INSTRUCCIONES Y REQUISITOS: Prosigue el texto sobre Thatcher a partir de su última oración.

TEXTO FUENTE:
Y es que a lo que se dedicaba Tatcher era al asesinato. A veces el asesinato era metafórico (de industrias y comunidades). Con todo, destruyó vidas humanas.
Otras veces el asesinato era real. Supervisó la guerra sucia que se estaba desarrollando entonces en Irlanda. La crueldad de Tatcher también se hizo manifiesta cuando condenó a los huelguistas de hambre irlandeses a la muerte en vez de concederles el reconocimiento como presos políticos por el que estaban luchando.
Los 907 miembros del personal militar argentino y británico muertos en las Islas Malvinas en 1982 no habrían muerto si Thatcher no hubiera decidido retomar por la fuerza una absurda anomalía colonial. Su legado fue que continuara la posesión británica de las Malvinas, lo que sigue envenenando las relaciones con Argentina.
Thatcher se regodeaba con la guerra. Cuando finalmente su gobierno decidió prescindir de ella en noviembre de 1990, suplicó permanecer como primera ministra hasta que terminara la guerra que estaba por llegar contra el Iraq de Saddam Huseín.
Aunque fue moralmente despreciable, probablemente Thatcher podía afirmar que fue la última dirigente británica de importancia histórica mundial. Asumió el cargo en mayo de 1979 en una coyuntura histórica crítica.
En aquella década la economía mundial estaba entrando en su segunda gran recesión, prueba de que el largo periodo de bonanza de las décadas de 1950 y 1960 había más que acabado. Por debajo de la crisis económica hubo un brusco descenso de la tasa de beneficio sobre el capital en comparación con los años del último periodo de bonanza.

DATOS:
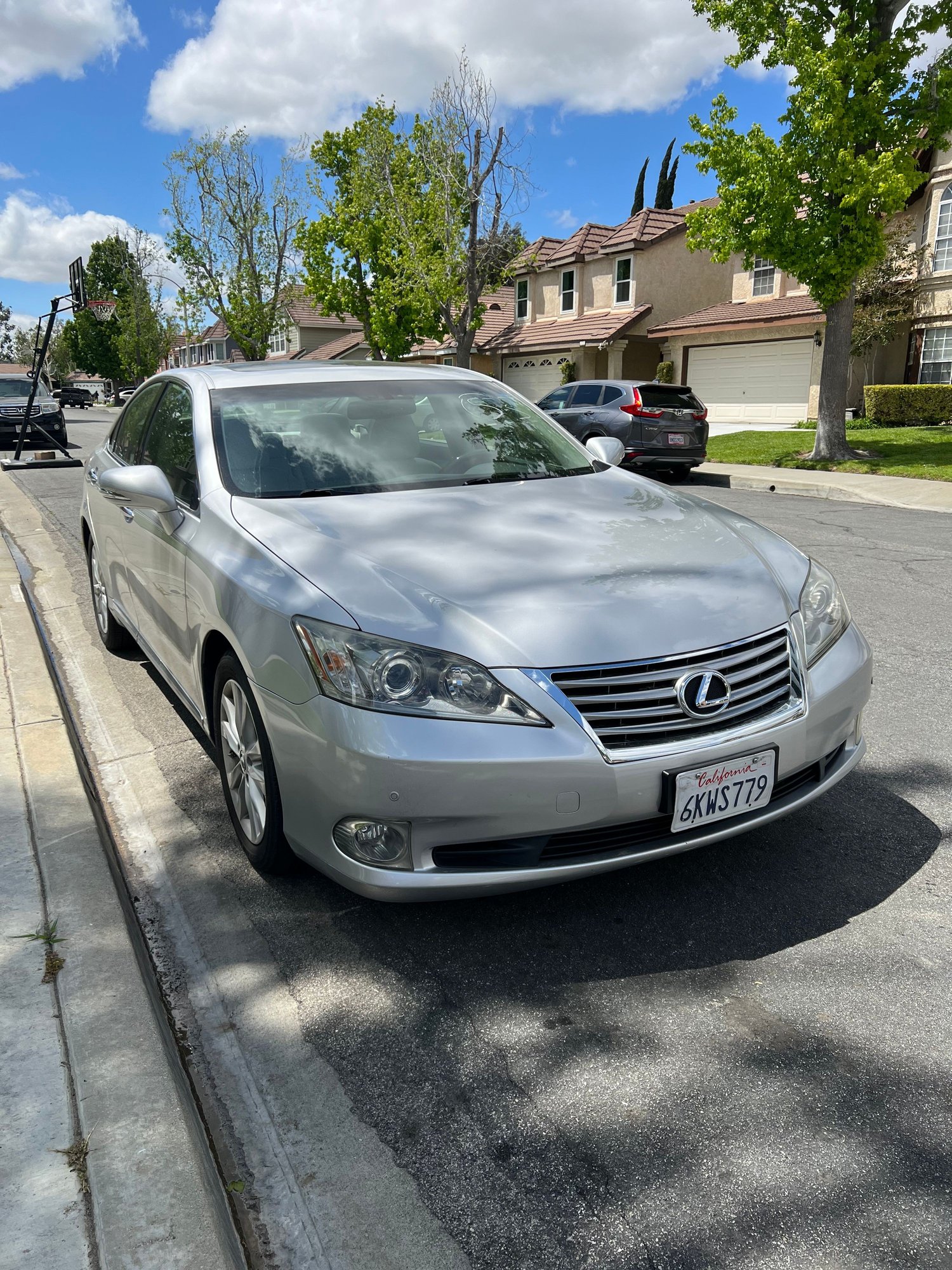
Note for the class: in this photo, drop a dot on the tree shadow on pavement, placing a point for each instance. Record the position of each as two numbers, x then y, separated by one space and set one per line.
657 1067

RESPUESTA SOLICITADA:
Recuperar la rentabilidad exigía forzar la tasa de explotación de los trabajadores. Pero, particularmente en Gran Bretaña, la clase dirigente estaba atrapada entre la espada y la pared. Se enfrentaba a una clase trabajadora bien organizada y combativa que durante el periodo de bonanza había construido en los centros de trabajo una poderosa estructura organizativa de base.
El movimiento de los trabajadores británicos, dirigido por los mineros y estibadores, había acabado con el predecesor conservador de Thatcher, Ted Heath, entre 1972 y 1974. La gran revuelta por el jornal de 1978-1979, el “invierno del descontento” que destruyó el Contrato Social introducido por los laboristas después de Heath, mostró la persistente fuerza de este movimiento.
Antes de que Thatcher ganara las elecciones generales de 1979, ya se había calificado a sí misma de “Dama de Hierro” para representar una forma de hacer política de la clase dirigente mucho más dura y combativa de lo que se había vuelto común en los años del periodo de bonanza. Desenterró las ortodoxias del libre mercado que habían sido enterradas con la Gran Depresión de la década de 1930.
Más que cualquier otro prominente político capitalista Thatcher promovió lo que pronto se conocería como el neoliberalismo. Pronto tuvo un aliado inmensamente poderoso en el nuevo presidente republicano de derecha de Estados Unidos, Ronald Reagan.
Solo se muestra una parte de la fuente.